> _REQUIREMENTS_: Swap "set a dot" for "place a marker" in every one of the entries below, and write them out again with nothing else altered.

Entries from a point annotation set
────────────────

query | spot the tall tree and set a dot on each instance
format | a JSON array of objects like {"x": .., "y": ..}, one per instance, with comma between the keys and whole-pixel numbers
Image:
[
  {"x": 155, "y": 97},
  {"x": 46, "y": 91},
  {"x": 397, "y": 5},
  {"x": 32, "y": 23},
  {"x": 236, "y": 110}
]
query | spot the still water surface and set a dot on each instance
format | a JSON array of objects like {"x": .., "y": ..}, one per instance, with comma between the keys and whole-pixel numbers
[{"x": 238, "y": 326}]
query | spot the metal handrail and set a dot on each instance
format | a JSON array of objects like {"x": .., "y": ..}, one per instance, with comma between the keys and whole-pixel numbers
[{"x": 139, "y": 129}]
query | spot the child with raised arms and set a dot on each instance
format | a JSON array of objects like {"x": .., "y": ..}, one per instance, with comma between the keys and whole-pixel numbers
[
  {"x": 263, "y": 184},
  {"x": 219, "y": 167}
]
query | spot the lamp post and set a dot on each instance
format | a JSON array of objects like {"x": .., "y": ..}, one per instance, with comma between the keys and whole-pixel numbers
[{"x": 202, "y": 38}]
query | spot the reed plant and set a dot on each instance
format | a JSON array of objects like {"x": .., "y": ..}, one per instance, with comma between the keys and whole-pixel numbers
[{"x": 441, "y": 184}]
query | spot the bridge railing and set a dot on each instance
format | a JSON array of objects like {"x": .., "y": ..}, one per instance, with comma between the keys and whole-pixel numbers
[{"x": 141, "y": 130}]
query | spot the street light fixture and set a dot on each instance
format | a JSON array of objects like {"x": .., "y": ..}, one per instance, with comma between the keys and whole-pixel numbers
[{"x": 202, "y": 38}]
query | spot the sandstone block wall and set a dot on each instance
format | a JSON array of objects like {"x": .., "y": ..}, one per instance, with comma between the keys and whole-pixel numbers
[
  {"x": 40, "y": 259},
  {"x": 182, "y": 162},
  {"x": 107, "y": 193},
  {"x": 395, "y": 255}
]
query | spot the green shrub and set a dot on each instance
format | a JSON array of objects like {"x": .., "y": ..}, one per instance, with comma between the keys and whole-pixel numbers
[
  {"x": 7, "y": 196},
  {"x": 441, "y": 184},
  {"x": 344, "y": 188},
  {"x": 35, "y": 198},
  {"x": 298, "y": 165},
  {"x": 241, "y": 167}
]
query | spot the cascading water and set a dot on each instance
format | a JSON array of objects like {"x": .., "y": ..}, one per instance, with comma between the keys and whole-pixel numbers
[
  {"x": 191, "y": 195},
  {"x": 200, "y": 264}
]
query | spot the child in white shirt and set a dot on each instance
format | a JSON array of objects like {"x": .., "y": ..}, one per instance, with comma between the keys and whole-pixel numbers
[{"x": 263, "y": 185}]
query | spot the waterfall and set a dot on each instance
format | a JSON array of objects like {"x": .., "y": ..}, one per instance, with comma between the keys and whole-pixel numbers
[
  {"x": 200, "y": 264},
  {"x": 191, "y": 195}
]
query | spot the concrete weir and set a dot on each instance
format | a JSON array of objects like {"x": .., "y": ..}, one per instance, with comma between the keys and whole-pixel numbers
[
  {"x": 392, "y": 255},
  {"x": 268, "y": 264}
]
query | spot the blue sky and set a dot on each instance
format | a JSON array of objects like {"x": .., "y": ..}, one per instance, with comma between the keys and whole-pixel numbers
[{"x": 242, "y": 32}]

────────────────

> _COMPLETE RESPONSE_:
query | spot the tall tree and place a marker on each instance
format | a JSON array of objects like {"x": .., "y": ..}, one per instance, with comma between the keys and whole-pixel numbers
Image:
[
  {"x": 155, "y": 97},
  {"x": 46, "y": 91},
  {"x": 397, "y": 5},
  {"x": 32, "y": 23},
  {"x": 236, "y": 110}
]
query | spot the still water surface and place a marker on each instance
format | a JSON array of objects like {"x": .., "y": ..}, one per instance, with comma between the keys and whole-pixel numbers
[{"x": 238, "y": 326}]
query | spot the metal handrail and place a marker on each instance
format | a JSON array of objects like {"x": .., "y": ..}, one per instance, with comma between the keys and whole-pixel numbers
[{"x": 139, "y": 129}]
query | spot the child with raised arms and place a marker on each instance
format | a JSON array of objects like {"x": .., "y": ..}, one per instance, with comma between the keys and whole-pixel numbers
[
  {"x": 263, "y": 184},
  {"x": 219, "y": 167}
]
query | spot the lamp post and place a marker on each instance
format | a JSON array of objects like {"x": .., "y": ..}, one per instance, with comma between the keys and whole-pixel numbers
[{"x": 202, "y": 38}]
query | spot the reed plant and place a marker on each instance
format | a JSON array of objects like {"x": .., "y": ..}, one per instance, with comma between the keys and whole-pixel numbers
[{"x": 441, "y": 184}]
query | spot the bridge railing and place a marker on each instance
format | a JSON array of objects like {"x": .., "y": ..}, one per instance, with comma between the keys and whole-pixel numbers
[{"x": 141, "y": 130}]
query | spot the street light fixture and place a marker on each instance
format | a JSON array of objects like {"x": .., "y": ..}, one per instance, with comma between the keys and whole-pixel numbers
[{"x": 202, "y": 38}]
query | spot the sandstone block wall and place a marker on each instance
format | a JSON array of objects like {"x": .., "y": ..}, one per instance, with comma between the keys and whole-pixel numbers
[
  {"x": 40, "y": 259},
  {"x": 182, "y": 162},
  {"x": 107, "y": 193},
  {"x": 395, "y": 255}
]
query | spot the green shrub and place a marker on each instance
format | a JSON array of objects like {"x": .., "y": ..}, one per instance, with comma between the keys and whole-pixel numbers
[
  {"x": 7, "y": 196},
  {"x": 441, "y": 184},
  {"x": 344, "y": 188},
  {"x": 35, "y": 198},
  {"x": 298, "y": 165},
  {"x": 241, "y": 167}
]
query | spot the cascading water and place a marker on each instance
format | a JSON array of objects like {"x": .., "y": ..}, one per instance, with comma between the keys and whole-pixel numbers
[
  {"x": 191, "y": 195},
  {"x": 200, "y": 264}
]
query | spot the child in white shirt and place a marker on each instance
format | a JSON array of objects like {"x": .., "y": ..}, one per instance, with comma between the keys and whole-pixel numbers
[{"x": 263, "y": 185}]
query | spot the waterfall and place a marker on each instance
format | a JSON array of objects like {"x": .., "y": ..}, one per instance, with comma between the keys and whole-pixel numbers
[
  {"x": 200, "y": 264},
  {"x": 191, "y": 195}
]
query | spot the concrete weir and place a marker on each instance
format | a JSON array of objects like {"x": .., "y": ..}, one per instance, with comma between the keys and whole-pixel numbers
[
  {"x": 392, "y": 255},
  {"x": 268, "y": 264}
]
query | spot the blue sky and place a marker on each instance
format | a JSON array of objects like {"x": .., "y": ..}, one per instance, with comma between the keys and whole-pixel numbers
[{"x": 242, "y": 32}]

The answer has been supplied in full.